> ASSIGNMENT 1: Summarize the page excerpt on regulatory changes and audit planning in two sentences.
> ASSIGNMENT 2: In the page excerpt on regulatory changes and audit planning, set down the passage that begins at the words "Step Three: Set" and stops after the words "internal audit plan.".
> ASSIGNMENT 3: List the activities that the page excerpt on regulatory changes and audit planning poses as questions about how a team stays informed.

Segment Start: PAGE EXCERPT

It may seem obvious, but keeping up with regulatory changes can be a challenge. Regulatory bodies like the FDA don’t typically drop surprise changes; they spend time discussing, gathering feedback, and providing guidance on potential regulation updates long before they go into effect. But they don’t come knocking on your door with this information. Staying on top of changes is a proactive endeavor. Use the new year to assess how your team is staying informed. Are you active in quality communities? Subscribing to newsletters? Attending quality webinars? (Take a look at some upcoming quality events here).

Some auditors will even ask you how you monitor for regulatory and GxP changes, so make sure it’s baked into your plan for the year!

Step Three: Set up an internal audit and periodic review plan

While the new year is a great time to take a closer look at your QMS, it’s not the only time you should be doing a pulse check on your processes. When you’re defining goals and projects for the year ahead, establish a comprehensive internal audit plan.

Segment End: PAGE EXCERPT
Segment Start: SUPPLIED INFORMATION

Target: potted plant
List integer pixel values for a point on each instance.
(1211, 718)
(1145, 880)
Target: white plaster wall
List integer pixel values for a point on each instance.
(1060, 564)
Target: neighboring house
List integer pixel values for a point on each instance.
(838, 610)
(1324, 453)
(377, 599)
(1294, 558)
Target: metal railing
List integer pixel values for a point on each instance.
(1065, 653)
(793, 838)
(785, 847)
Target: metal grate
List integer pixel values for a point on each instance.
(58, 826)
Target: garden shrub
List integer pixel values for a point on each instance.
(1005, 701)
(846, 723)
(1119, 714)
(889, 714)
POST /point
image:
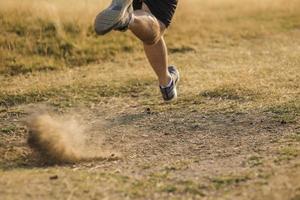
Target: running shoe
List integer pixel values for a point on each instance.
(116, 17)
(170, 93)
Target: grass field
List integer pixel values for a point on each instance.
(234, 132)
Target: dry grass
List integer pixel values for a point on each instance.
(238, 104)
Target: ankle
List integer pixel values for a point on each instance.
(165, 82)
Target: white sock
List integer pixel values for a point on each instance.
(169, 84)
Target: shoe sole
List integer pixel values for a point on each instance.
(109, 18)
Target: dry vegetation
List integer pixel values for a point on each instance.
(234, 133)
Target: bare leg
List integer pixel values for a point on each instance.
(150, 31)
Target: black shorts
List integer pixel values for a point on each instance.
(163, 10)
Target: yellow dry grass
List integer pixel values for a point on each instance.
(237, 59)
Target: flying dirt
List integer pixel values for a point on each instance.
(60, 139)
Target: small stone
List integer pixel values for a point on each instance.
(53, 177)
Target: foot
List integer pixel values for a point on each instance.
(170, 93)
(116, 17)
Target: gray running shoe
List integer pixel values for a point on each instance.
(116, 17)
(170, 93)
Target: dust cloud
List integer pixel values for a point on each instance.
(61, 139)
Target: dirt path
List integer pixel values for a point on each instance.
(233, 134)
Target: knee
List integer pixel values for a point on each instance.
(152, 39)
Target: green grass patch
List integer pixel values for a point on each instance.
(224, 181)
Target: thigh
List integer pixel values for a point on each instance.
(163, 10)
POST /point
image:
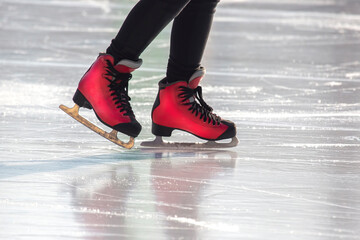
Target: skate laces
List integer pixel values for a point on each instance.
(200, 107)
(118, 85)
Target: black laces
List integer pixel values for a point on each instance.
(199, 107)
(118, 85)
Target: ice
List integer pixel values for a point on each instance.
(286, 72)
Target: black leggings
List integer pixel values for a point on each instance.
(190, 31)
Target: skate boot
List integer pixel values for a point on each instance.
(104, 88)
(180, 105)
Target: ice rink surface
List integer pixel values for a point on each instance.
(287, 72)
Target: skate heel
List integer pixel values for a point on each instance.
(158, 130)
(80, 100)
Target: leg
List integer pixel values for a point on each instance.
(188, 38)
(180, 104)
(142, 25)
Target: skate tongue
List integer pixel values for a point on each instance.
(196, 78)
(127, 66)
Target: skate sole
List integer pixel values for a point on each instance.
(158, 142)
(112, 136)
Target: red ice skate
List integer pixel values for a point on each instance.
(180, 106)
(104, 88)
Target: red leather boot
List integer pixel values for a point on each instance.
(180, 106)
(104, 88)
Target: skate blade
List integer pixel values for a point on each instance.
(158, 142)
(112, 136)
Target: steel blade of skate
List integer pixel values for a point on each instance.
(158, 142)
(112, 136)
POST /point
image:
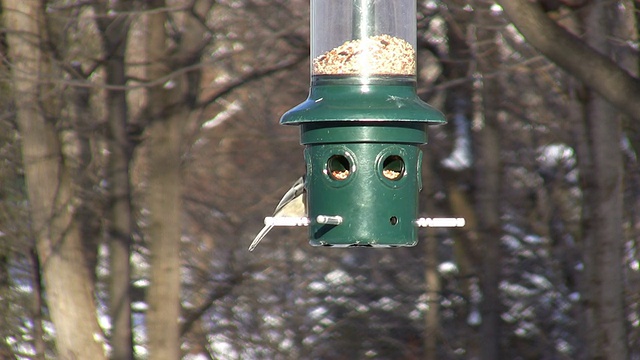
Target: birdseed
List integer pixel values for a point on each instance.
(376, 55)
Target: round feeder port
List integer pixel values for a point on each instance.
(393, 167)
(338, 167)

Segment End: SUPPLIED INFORMATION

> FINAL ANSWER 1: Keeping up with regulatory changes takes proactive effort: bodies like the FDA discuss and provide guidance on updates long before they take effect, but they don't bring that information to you. The excerpt advises using the new year to assess how your team stays informed and to establish a comprehensive internal audit plan while defining goals and projects for the year.

> FINAL ANSWER 2:
Step Three: Set up an internal audit and periodic review plan

While the new year is a great time to take a closer look at your QMS, it’s not the only time you should be doing a pulse check on your processes. When you’re defining goals and projects for the year ahead, establish a comprehensive internal audit plan.

> FINAL ANSWER 3:
- Being active in quality communities
- Subscribing to newsletters
- Attending quality webinars